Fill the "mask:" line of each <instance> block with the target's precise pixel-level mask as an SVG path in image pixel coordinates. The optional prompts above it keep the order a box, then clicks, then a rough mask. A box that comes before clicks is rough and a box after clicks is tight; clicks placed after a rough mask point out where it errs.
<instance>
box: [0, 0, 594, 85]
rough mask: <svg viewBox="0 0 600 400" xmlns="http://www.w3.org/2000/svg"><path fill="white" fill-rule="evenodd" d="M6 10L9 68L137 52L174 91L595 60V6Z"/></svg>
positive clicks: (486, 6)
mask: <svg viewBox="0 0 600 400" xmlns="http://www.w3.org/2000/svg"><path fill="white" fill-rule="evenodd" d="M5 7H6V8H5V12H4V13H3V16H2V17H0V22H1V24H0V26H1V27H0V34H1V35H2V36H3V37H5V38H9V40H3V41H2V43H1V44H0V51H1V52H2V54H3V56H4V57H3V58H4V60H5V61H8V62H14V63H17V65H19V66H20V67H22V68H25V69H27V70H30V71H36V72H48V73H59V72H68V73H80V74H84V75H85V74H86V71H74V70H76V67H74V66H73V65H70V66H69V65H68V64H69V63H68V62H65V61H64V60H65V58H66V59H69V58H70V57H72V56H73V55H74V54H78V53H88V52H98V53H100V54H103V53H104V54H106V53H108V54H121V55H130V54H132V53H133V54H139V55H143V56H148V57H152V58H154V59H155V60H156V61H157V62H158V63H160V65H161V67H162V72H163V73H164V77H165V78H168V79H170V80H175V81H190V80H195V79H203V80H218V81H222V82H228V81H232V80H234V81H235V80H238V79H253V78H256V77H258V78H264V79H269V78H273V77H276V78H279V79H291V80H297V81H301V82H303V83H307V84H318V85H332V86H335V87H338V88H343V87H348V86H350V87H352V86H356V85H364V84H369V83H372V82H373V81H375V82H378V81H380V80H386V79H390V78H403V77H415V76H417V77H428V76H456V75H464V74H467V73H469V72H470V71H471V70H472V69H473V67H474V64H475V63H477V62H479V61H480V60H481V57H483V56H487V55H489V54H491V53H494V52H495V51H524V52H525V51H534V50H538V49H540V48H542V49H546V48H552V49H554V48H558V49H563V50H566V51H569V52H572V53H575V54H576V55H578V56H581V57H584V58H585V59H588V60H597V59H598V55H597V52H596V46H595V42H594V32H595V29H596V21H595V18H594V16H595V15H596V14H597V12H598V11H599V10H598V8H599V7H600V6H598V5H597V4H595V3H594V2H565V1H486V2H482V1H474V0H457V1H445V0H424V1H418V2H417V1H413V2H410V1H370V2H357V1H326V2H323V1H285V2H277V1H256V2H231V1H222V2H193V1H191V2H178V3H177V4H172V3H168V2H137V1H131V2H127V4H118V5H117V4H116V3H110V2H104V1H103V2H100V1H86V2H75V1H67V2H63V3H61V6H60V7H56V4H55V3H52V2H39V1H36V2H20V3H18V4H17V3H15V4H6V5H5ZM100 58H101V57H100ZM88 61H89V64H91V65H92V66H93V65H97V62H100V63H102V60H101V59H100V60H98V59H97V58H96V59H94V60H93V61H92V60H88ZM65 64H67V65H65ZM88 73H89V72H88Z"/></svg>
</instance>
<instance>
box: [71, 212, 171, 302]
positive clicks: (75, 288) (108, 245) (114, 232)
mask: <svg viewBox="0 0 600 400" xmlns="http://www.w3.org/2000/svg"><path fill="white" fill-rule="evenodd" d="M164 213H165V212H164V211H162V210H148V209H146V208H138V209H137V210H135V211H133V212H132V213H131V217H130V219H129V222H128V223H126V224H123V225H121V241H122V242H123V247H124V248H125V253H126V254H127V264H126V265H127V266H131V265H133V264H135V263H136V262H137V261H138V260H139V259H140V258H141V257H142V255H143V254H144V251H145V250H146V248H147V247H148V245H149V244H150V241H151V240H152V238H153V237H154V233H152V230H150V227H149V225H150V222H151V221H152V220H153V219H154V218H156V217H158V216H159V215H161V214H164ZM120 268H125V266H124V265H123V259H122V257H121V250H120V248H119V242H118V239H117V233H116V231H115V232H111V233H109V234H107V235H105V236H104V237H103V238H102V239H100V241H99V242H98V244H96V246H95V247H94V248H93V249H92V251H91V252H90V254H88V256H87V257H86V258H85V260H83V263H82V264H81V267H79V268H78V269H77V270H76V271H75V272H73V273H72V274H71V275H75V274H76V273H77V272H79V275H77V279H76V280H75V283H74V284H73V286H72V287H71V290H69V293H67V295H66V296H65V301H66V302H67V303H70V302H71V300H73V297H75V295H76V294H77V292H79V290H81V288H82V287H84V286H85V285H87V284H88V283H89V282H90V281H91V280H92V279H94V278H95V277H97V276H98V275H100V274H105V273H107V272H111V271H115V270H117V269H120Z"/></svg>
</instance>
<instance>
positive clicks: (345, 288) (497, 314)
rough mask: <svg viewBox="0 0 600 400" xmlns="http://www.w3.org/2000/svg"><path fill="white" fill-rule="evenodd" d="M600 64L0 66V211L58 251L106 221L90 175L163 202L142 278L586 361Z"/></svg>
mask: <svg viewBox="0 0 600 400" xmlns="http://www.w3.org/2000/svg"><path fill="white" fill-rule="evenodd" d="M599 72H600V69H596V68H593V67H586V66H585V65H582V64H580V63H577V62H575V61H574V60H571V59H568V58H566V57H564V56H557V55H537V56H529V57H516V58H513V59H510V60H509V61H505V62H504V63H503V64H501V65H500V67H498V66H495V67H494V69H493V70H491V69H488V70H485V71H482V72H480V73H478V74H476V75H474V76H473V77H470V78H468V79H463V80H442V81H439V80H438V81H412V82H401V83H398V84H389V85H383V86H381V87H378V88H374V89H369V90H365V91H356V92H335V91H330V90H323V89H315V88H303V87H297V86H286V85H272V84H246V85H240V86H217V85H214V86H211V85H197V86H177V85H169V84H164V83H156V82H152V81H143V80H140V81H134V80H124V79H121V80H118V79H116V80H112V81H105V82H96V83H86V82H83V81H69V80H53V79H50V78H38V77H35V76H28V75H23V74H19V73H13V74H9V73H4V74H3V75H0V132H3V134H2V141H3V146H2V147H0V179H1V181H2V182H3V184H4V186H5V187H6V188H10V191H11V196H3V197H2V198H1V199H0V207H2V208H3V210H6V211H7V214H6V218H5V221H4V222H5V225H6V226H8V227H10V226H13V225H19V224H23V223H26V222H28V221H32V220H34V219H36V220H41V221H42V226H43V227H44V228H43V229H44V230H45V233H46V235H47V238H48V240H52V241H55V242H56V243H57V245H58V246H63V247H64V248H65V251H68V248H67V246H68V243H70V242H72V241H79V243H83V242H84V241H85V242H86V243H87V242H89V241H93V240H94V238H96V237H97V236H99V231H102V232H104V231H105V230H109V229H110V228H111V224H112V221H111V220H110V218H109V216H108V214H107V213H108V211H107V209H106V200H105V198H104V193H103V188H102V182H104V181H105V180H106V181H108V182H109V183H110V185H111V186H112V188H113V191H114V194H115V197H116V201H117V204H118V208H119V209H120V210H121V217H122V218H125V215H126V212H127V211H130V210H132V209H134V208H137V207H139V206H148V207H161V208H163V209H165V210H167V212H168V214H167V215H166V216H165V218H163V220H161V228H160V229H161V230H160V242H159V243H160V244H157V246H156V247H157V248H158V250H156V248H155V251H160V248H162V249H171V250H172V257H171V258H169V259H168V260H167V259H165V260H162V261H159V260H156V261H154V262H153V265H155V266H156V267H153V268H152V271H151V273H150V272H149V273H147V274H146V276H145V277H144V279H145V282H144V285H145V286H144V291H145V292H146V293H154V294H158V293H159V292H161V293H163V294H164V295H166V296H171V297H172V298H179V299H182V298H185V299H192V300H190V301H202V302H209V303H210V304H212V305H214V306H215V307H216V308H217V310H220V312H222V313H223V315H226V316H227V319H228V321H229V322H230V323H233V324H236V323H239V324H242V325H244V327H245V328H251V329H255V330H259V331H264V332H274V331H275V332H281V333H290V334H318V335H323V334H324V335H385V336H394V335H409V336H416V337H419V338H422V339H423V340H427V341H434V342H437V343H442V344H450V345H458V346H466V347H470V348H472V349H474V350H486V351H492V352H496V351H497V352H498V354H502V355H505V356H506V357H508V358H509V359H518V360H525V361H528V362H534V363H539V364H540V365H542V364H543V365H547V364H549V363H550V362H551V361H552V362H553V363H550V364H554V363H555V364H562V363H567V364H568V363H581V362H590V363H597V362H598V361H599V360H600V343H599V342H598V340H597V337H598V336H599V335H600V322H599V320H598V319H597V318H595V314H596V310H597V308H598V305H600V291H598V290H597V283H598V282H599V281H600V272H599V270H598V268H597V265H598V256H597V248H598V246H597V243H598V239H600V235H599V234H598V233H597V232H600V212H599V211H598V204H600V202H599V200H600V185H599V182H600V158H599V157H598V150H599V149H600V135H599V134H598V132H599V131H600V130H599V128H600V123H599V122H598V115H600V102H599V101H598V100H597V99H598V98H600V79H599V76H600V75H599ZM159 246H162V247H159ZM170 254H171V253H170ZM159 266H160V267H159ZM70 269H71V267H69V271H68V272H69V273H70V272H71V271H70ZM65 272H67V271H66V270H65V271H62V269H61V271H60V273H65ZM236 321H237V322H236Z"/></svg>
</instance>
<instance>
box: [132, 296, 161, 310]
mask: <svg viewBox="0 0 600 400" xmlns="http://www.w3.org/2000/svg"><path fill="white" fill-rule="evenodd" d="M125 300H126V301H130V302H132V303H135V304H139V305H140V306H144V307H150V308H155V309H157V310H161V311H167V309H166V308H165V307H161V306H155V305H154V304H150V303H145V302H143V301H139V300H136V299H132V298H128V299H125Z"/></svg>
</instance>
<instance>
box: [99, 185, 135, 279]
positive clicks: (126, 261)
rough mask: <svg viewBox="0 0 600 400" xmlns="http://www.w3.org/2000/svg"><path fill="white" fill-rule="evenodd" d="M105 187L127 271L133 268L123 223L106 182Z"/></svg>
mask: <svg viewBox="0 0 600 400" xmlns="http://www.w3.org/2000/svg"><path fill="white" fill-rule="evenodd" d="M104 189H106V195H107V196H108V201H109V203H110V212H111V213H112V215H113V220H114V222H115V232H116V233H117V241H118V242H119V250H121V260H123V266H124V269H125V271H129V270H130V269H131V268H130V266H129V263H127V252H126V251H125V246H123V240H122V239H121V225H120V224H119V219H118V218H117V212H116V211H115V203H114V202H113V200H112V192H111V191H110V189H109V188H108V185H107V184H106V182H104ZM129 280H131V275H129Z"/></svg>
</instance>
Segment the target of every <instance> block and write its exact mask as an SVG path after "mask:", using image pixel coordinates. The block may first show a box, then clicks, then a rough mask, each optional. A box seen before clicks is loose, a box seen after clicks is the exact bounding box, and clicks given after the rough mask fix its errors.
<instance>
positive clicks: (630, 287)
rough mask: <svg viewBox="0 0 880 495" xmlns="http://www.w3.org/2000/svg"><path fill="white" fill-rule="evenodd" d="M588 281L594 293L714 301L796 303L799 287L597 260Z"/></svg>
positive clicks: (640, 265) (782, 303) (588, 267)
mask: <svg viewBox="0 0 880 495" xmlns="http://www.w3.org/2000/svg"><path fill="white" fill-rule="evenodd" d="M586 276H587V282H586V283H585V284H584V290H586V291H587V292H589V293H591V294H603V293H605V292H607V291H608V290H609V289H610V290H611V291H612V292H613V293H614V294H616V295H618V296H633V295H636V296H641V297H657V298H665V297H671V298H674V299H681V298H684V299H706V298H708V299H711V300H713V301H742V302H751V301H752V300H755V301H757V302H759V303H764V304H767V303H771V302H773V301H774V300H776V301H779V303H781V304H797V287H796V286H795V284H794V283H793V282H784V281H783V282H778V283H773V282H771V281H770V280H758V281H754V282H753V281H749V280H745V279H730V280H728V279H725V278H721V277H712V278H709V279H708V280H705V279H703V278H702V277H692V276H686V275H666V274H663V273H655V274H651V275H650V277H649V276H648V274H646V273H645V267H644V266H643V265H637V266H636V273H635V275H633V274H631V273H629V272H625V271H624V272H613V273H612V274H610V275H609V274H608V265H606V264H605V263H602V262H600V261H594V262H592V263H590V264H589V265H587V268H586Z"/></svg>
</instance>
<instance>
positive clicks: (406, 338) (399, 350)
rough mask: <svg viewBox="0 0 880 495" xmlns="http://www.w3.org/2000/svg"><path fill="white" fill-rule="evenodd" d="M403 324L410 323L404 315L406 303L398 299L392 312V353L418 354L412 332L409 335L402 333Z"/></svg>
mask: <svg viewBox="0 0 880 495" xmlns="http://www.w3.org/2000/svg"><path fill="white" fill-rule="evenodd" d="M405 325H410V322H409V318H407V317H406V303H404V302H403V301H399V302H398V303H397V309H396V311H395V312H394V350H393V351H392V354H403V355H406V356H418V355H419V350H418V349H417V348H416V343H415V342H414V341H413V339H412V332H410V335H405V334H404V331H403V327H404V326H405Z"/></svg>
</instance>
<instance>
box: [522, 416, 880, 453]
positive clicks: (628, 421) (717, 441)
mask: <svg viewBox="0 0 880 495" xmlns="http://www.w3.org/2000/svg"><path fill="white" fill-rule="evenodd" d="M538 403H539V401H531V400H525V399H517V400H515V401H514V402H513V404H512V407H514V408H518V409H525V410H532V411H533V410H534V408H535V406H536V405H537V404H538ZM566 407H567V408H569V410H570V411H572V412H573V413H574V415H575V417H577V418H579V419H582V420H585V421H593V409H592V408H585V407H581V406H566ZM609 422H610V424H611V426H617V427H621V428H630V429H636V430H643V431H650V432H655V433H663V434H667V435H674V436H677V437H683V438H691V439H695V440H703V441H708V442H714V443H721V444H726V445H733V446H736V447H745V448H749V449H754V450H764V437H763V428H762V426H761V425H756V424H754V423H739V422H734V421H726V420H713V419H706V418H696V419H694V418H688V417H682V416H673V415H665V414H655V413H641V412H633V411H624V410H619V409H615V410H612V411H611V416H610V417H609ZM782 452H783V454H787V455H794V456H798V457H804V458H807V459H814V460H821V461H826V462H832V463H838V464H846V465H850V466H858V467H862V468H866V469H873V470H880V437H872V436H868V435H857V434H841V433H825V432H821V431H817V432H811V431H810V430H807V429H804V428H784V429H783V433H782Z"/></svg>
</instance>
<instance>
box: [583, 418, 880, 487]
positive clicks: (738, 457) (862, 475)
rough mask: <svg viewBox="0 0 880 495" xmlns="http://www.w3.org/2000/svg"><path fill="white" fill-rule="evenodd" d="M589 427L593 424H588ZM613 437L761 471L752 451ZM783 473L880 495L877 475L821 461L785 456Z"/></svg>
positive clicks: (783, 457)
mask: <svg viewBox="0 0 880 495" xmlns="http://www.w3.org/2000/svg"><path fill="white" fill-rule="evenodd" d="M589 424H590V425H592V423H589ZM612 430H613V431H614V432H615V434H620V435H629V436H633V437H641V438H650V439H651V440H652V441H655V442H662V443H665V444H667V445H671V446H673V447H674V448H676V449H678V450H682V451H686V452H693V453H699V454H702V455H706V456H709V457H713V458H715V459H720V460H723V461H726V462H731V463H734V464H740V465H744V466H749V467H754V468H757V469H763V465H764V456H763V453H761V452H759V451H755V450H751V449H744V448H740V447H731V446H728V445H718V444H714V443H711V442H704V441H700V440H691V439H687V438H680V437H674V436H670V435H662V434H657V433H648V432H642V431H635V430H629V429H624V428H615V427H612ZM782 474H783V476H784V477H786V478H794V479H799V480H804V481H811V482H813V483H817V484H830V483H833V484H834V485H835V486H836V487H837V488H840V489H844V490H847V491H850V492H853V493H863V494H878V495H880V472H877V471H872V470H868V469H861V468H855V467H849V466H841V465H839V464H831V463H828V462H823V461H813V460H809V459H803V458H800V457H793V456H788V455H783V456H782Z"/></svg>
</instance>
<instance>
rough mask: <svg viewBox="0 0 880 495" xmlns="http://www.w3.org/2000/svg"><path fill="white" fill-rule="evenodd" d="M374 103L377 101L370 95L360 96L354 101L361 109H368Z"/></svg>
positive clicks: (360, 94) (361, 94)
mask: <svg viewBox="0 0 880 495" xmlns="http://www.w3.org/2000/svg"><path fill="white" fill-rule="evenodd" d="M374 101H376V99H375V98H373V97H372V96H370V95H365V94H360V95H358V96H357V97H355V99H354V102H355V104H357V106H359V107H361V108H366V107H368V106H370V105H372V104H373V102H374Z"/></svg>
______________________________
▶ _PROBLEM DETAILS_
Give an exact copy of the lines above, from the top of the records to the line that contains "10L9 68L137 52L174", taking in both ends.

▶ _RESPONSE TO THE TASK_
Fill the "mask:" line of each <instance> block with the target's precise pixel-level mask as an SVG path in image pixel coordinates. The optional prompts above it keep the order a box, then clicks, then a rough mask. A box that comes before clicks is rough and a box after clicks is tight; clicks placed after a rough mask point out where it errs.
<instance>
box: [0, 0, 594, 85]
rough mask: <svg viewBox="0 0 600 400" xmlns="http://www.w3.org/2000/svg"><path fill="white" fill-rule="evenodd" d="M6 10L9 68L137 52L174 91L595 60V6Z"/></svg>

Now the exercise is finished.